Linux/Moose router malware seems to be targeting Facebook logins

In a technical paper issued this month by Olivier Bilodeau and Thomas Dupuy, ESET security researchers have detailed a new malware threat designed to infect consumer routers and other networked devices, including hardware provided by a user's ISP. Linux/Moose, the malware identified, is setup to eavesdrop on any communications to devices behind an infected router, with a special eye towards social networking sites, where it will perform "social networking fraud" on Twitter, Facebook, Instagram, YouTube, and others. It will also attempt to infect other routers that it talks to.

This is a particularly troublesome find, as it affects a lot of commonly used home hardware based on MIPS and ARM architectures, and would be quite difficult to detect for the average user who has no capability to analyze malware infecting their network infrastructure. In 24 hours of analysis, ESET measured the worm's aggressiveness in finding new hosts to infect, and discovered that almost 170,000 connection attempts were made to 23,000 unique hosts in an attempt to spread, and when an Internet scan was made of a random sampling of IP addresses, they detected upwards of 50,000 potentially infected hosts.

Entries supplied =
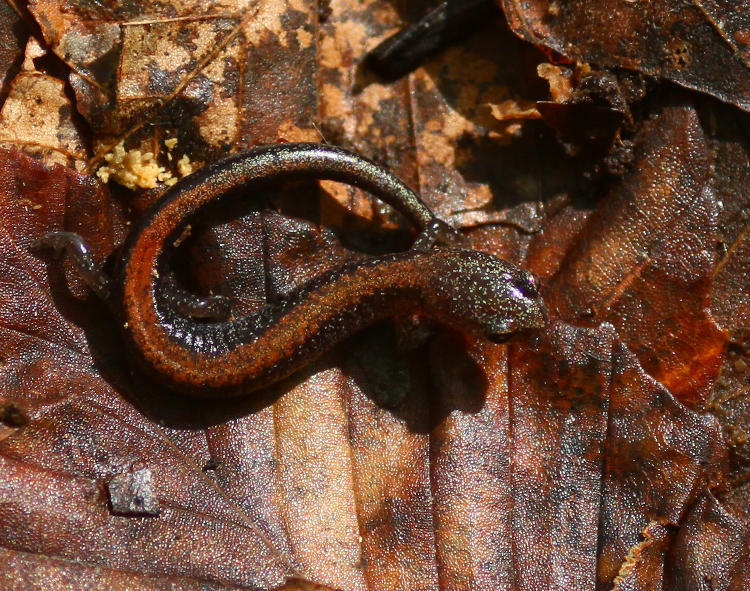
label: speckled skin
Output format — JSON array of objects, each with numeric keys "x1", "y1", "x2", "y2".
[{"x1": 38, "y1": 144, "x2": 546, "y2": 396}]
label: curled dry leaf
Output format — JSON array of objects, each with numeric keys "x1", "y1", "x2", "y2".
[
  {"x1": 0, "y1": 37, "x2": 86, "y2": 166},
  {"x1": 498, "y1": 0, "x2": 750, "y2": 111}
]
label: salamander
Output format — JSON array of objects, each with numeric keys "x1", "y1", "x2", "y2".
[{"x1": 35, "y1": 143, "x2": 546, "y2": 396}]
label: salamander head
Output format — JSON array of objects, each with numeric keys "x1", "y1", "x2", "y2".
[{"x1": 425, "y1": 250, "x2": 547, "y2": 343}]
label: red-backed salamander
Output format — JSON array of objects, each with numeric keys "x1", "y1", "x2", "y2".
[{"x1": 35, "y1": 143, "x2": 546, "y2": 396}]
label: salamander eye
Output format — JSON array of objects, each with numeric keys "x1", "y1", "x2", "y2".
[{"x1": 513, "y1": 271, "x2": 541, "y2": 298}]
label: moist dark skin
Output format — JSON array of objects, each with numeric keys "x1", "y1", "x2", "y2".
[{"x1": 36, "y1": 143, "x2": 546, "y2": 397}]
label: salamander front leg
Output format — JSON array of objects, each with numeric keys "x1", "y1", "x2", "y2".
[{"x1": 411, "y1": 218, "x2": 469, "y2": 252}]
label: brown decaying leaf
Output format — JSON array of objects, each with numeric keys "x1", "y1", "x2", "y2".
[
  {"x1": 498, "y1": 0, "x2": 750, "y2": 111},
  {"x1": 0, "y1": 0, "x2": 750, "y2": 591}
]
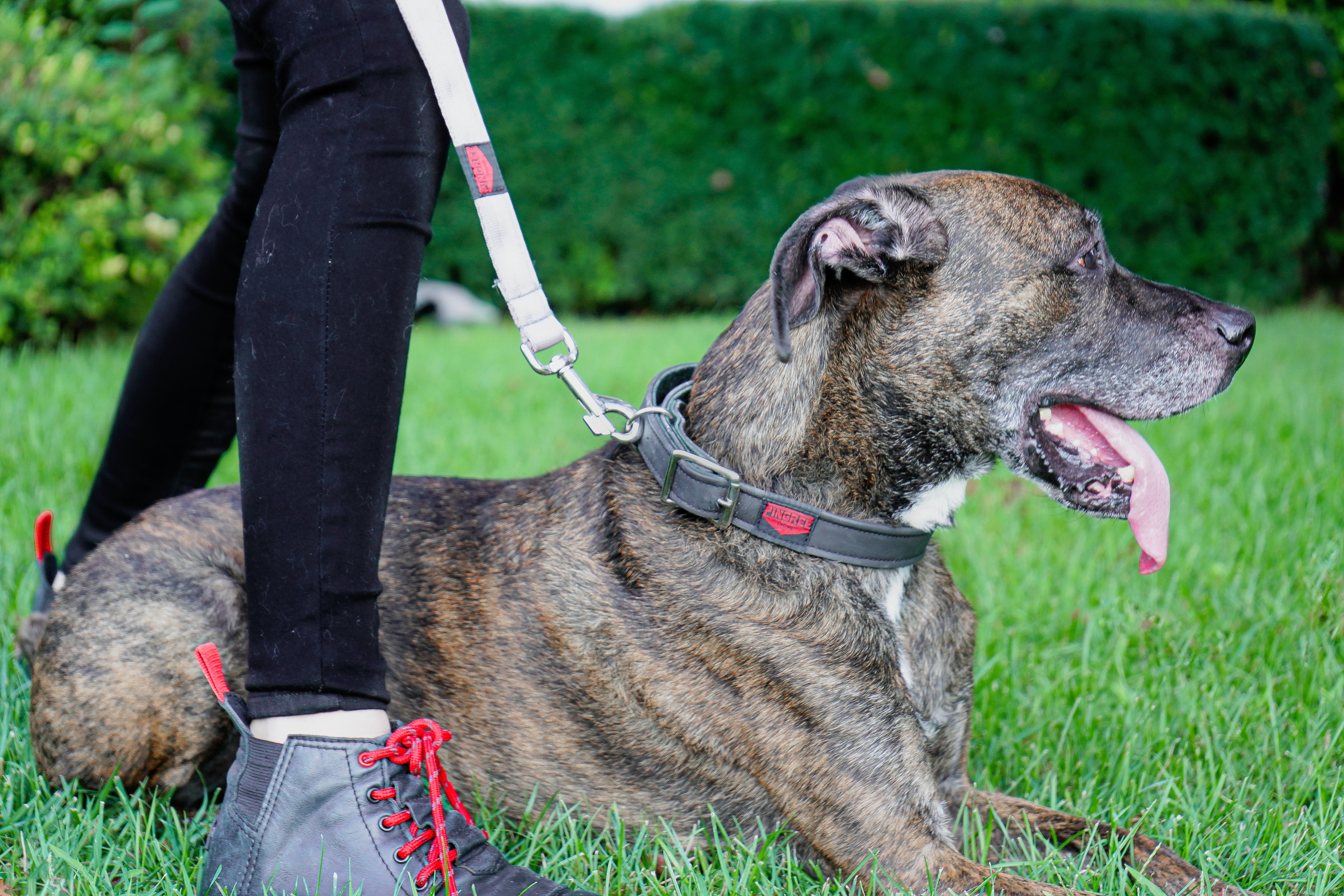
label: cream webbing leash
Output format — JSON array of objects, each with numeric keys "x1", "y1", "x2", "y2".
[{"x1": 396, "y1": 0, "x2": 640, "y2": 442}]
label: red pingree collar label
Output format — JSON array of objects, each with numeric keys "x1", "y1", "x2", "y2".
[
  {"x1": 457, "y1": 142, "x2": 508, "y2": 199},
  {"x1": 761, "y1": 504, "x2": 816, "y2": 535}
]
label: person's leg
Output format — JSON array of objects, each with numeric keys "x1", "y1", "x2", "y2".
[
  {"x1": 196, "y1": 9, "x2": 586, "y2": 896},
  {"x1": 63, "y1": 28, "x2": 280, "y2": 571},
  {"x1": 227, "y1": 0, "x2": 462, "y2": 720}
]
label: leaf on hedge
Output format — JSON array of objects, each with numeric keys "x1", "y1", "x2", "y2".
[
  {"x1": 136, "y1": 0, "x2": 181, "y2": 22},
  {"x1": 98, "y1": 22, "x2": 136, "y2": 43}
]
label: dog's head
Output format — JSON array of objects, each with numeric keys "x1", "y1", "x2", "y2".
[{"x1": 691, "y1": 172, "x2": 1255, "y2": 571}]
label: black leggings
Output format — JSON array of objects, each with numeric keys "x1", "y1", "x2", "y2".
[{"x1": 66, "y1": 0, "x2": 469, "y2": 717}]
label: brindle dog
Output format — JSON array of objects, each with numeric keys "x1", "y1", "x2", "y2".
[{"x1": 32, "y1": 172, "x2": 1254, "y2": 895}]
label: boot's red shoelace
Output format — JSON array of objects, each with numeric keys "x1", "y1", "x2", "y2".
[{"x1": 359, "y1": 719, "x2": 476, "y2": 896}]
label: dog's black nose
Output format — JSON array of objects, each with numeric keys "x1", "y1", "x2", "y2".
[{"x1": 1214, "y1": 305, "x2": 1255, "y2": 352}]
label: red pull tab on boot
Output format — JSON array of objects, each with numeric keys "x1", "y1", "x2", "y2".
[
  {"x1": 196, "y1": 643, "x2": 228, "y2": 702},
  {"x1": 32, "y1": 510, "x2": 53, "y2": 563}
]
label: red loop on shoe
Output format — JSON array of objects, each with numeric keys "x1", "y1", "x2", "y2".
[
  {"x1": 360, "y1": 720, "x2": 476, "y2": 896},
  {"x1": 32, "y1": 510, "x2": 53, "y2": 563},
  {"x1": 196, "y1": 643, "x2": 228, "y2": 702}
]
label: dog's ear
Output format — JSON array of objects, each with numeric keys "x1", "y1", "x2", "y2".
[{"x1": 770, "y1": 179, "x2": 948, "y2": 361}]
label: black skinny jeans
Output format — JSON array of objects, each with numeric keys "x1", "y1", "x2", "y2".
[{"x1": 66, "y1": 0, "x2": 469, "y2": 717}]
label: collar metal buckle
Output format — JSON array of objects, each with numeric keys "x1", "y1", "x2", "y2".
[{"x1": 662, "y1": 451, "x2": 742, "y2": 529}]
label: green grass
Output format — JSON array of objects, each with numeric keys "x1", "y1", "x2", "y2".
[{"x1": 0, "y1": 310, "x2": 1344, "y2": 896}]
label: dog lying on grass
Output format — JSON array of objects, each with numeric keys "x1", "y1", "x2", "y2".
[{"x1": 32, "y1": 172, "x2": 1254, "y2": 895}]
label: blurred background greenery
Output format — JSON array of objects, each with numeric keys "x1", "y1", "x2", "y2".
[{"x1": 0, "y1": 0, "x2": 1344, "y2": 345}]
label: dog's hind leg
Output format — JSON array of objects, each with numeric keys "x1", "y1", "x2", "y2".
[
  {"x1": 966, "y1": 790, "x2": 1255, "y2": 896},
  {"x1": 30, "y1": 489, "x2": 247, "y2": 804}
]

About this task = Continue the article on the Linux/Moose router malware from where it stops.

Reply =
The paper lists a number of vendors that they have confirmed sell susceptible devices: Actiontec, Hik Vision, Netgear, Synology, TP-Link, ZyXEL, Zhone. They also mention that it is highly likely that some medical devices are such as Drug Infusion Pumps could be infected by Linux/Moose, however since the discovered purpose of this malware so far appears to be social media fraud, that might not be as dangerous as it sounds. The real use cases discovered by the researchers so far is to create a network of unique IP addresses for signing up for new social media accounts, as well as selling "likes" under the radar from many controlled accounts.

As sites move closer to only allowing HTTPS connections, problems like this will affect them less since it is near-impossible to steal the authentication token for a site that requires SSL, but malware like this is smart and uses DNS spoofing to downgrade from HTTPS to HTTP on sites that allow it. The paper itself is quite interesting, and presents a novel use case for imbedded device worms, which will become a greater and greater issue as the Internet of Things moves from buzzword to reality.